• **GIVEN REQUEST**: Could you output each line of the data that follows exactly?

• **Dataset rows**:
***

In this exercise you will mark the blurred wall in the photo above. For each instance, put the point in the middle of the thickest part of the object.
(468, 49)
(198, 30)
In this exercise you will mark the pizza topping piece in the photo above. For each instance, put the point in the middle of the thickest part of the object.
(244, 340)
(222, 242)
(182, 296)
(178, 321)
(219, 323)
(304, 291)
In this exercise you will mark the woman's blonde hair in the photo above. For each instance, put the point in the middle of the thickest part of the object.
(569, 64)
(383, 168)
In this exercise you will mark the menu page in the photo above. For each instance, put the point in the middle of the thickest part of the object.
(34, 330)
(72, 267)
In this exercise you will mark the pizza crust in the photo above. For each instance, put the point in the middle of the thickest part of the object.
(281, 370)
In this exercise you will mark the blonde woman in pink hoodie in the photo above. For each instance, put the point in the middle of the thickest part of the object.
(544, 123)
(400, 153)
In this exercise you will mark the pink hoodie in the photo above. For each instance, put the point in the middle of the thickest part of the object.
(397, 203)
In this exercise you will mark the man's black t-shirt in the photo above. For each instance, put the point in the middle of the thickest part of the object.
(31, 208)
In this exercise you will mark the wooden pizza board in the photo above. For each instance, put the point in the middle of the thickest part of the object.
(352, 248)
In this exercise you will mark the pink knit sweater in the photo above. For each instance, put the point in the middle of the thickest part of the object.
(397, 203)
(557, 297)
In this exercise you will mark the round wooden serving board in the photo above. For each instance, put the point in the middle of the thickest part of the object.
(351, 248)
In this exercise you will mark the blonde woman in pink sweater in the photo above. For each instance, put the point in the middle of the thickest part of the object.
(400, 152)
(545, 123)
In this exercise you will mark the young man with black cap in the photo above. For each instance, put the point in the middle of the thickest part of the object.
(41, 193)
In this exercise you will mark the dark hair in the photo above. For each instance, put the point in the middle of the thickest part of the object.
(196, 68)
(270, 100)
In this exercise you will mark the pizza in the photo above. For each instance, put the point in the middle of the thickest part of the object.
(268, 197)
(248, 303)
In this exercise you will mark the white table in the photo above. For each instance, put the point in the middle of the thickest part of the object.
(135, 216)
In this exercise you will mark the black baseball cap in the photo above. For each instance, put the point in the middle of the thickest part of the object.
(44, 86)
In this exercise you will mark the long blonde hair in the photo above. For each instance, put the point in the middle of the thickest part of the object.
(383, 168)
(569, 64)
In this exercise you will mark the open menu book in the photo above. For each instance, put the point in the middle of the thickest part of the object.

***

• **RESPONSE TO THIS TASK**:
In this exercise you will mark the blurred wall in the photo above. For each instance, put the point in the middle of the thickest part of the object.
(468, 49)
(198, 30)
In this exercise you will mark the pizza topping piece in the photo above. For each instance, put the point in the middle of the thickest part of the object.
(244, 340)
(222, 242)
(182, 296)
(178, 321)
(219, 323)
(304, 291)
In this exercise you will mark the woman's blonde hair in the photo above. For each instance, put the point in the middle of the thickest part of the object.
(569, 64)
(383, 168)
In this exercise you will mark the menu page in the photo above. For each instance, put the point in the middle of the thickest part of the object.
(34, 330)
(72, 267)
In this exercise you will mark the pizza crust in the photo above. For each instance, put the point in the middle of the thickest part of the object.
(281, 370)
In this exercise you will mark the blonde woman in pink hoodie in the photo above. For each instance, put the point in the middle of the thickest part of the object.
(544, 123)
(400, 153)
In this exercise you will mark the pink hoodie in the photo above. For each instance, put the point in the middle of the thickest part of the object.
(397, 203)
In this exercise you will mark the man's black t-shirt in the photo above. For each instance, put the point in the middle of the thickest part of the object.
(31, 208)
In this exercise you will mark the wooden pizza board in the photo above. For each instance, put the point in the middle of the thickest part of the object.
(352, 248)
In this exercise you will mark the pink knit sweater in the photo above. For each instance, put the point in the middle of the thickest part of the object.
(397, 203)
(557, 297)
In this exercise you will mark the round wooden serving board in the photo above. For each instance, put the point in the middle of the thickest part of the object.
(351, 248)
In this exercise you will mark the blonde woman in pink sweater in the photo above. For each instance, put the point in the middle of the thickest part of the object.
(400, 152)
(545, 123)
In this exercise you will mark the young man with black cap in the photo above. For each instance, put the point in the middle of the thickest part of the object.
(41, 193)
In this exercise you will mark the dark hair in the photo above. For each instance, put the point in the middle of the thickest part of the object.
(196, 68)
(270, 100)
In this exercise you will mark the pizza in the photo above. For each instance, put the point in the middle of the thickest part of the object.
(268, 197)
(248, 303)
In this exercise you will mark the white table in the photo above. For each instance, put the point in the middle of the thickest part of the object.
(135, 216)
In this exercise you will mark the black baseball cap in the photo above. For each instance, put the point in the middle of the thickest part of the object.
(44, 86)
In this exercise you will mark the long blonde hair in the photo above. For each instance, put the point in the middle of the thickest part of the object.
(383, 168)
(569, 64)
In this exercise you will mark the open menu book in the photo above. For each instance, put the point in the middle of the thickest part of the object.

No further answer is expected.